> [TASK]:
The data below should be restated word for word, with every picture omitted.
===
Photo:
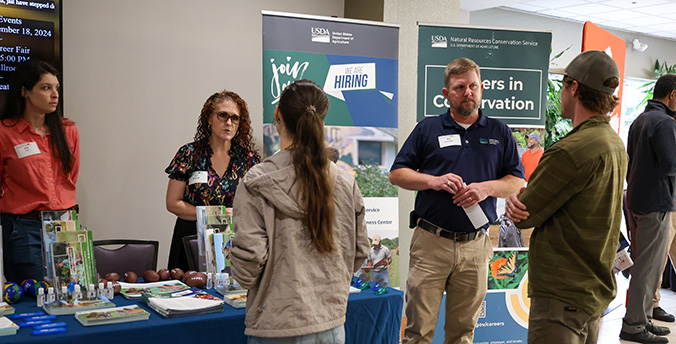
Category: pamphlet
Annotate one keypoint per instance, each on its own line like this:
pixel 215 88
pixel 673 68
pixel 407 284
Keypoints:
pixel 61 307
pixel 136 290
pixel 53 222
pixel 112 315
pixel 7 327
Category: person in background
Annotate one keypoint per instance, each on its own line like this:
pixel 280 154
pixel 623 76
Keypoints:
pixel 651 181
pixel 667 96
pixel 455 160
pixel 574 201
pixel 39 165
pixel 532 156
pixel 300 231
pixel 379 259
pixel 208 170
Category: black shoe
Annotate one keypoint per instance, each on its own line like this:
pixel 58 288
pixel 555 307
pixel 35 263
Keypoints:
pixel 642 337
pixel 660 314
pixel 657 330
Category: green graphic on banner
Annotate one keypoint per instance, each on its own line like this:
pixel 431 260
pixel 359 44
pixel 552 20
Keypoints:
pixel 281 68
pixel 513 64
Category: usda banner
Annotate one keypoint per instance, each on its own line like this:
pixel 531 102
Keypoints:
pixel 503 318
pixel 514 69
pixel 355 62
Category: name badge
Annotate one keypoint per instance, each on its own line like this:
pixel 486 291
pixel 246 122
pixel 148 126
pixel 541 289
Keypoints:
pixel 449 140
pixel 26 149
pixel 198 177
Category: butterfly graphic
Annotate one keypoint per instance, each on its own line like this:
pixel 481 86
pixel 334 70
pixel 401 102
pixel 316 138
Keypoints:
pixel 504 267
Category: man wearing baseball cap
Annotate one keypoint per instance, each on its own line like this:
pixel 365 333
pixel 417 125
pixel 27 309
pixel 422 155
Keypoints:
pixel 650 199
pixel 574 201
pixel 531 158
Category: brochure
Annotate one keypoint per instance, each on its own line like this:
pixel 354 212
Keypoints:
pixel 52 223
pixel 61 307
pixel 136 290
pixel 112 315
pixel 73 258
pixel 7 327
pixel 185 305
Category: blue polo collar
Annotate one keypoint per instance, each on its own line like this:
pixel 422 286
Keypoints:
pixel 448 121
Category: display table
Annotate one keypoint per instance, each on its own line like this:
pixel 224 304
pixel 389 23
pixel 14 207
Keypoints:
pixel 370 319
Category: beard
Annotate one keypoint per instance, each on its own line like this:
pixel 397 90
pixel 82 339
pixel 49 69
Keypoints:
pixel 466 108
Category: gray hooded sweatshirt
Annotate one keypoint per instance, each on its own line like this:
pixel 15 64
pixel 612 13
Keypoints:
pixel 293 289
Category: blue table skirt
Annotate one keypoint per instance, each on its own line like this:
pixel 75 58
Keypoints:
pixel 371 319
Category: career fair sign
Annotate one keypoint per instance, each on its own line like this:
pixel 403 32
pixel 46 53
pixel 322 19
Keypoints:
===
> [COMPLETE RESPONSE]:
Photo:
Category: pamphlet
Annotate one keypoint per instance, each on its own line like this:
pixel 215 88
pixel 673 68
pixel 407 284
Keypoints:
pixel 61 307
pixel 136 290
pixel 53 222
pixel 112 315
pixel 7 327
Category: person in background
Annotate one keypoint per instance, each on its own line like this:
pixel 280 154
pixel 623 76
Keypoints:
pixel 651 181
pixel 667 96
pixel 455 160
pixel 574 201
pixel 39 165
pixel 532 156
pixel 300 231
pixel 379 259
pixel 208 170
Category: black shoe
Annotate one keypoint per instance, each on its own line like this:
pixel 58 288
pixel 555 307
pixel 35 263
Keypoints:
pixel 642 337
pixel 660 314
pixel 657 330
Category: green graphic on banner
Annotate one keypoint per instance, each on its own line like this:
pixel 431 260
pixel 359 44
pixel 552 20
Keypoints:
pixel 281 68
pixel 513 64
Category: usda banner
Annotate one keypoint per instance, each on its own line like this:
pixel 531 102
Keypoints:
pixel 503 318
pixel 514 69
pixel 355 62
Category: name badge
Annotate one keypoint per instance, each on its own line like this:
pixel 486 291
pixel 246 122
pixel 148 126
pixel 541 289
Keypoints:
pixel 449 140
pixel 26 149
pixel 198 177
Category: butterfly graphic
Annotate one keypoint per instance, each on its own line like this:
pixel 481 86
pixel 334 70
pixel 401 102
pixel 316 138
Keypoints:
pixel 504 267
Category: man wearing baseball cap
Annotate one keypoint per instance, each on its own line like this:
pixel 365 333
pixel 417 125
pixel 27 309
pixel 422 155
Keypoints:
pixel 650 199
pixel 574 201
pixel 531 158
Category: brochure
Annotate one keypoint per instance, each on its own line like this:
pixel 354 212
Keypoints:
pixel 52 223
pixel 61 307
pixel 136 290
pixel 112 315
pixel 73 258
pixel 7 327
pixel 185 305
Category: blue polo collar
Annotate one keypoint per instance, each on its own line like this:
pixel 422 286
Keypoints:
pixel 448 121
Category: display table
Annotate one keypoint per instance, each on its own line like this:
pixel 224 304
pixel 389 23
pixel 14 207
Keypoints:
pixel 370 319
Category: beard
Annotate one keypoint per instance, each on its own line like this:
pixel 397 90
pixel 82 339
pixel 49 69
Keypoints:
pixel 466 108
Category: gray hooded sweatshirt
Annotate one keypoint per instance, each on its own line like this:
pixel 15 64
pixel 612 13
Keypoints:
pixel 293 289
Category: blue table skirt
Annotate one keypoint per instance, each on its own line like this:
pixel 75 58
Keypoints:
pixel 371 319
Category: career fair sign
Annotate one keypoint per instance, each on its own line like this:
pixel 403 32
pixel 46 53
pixel 322 19
Keypoints:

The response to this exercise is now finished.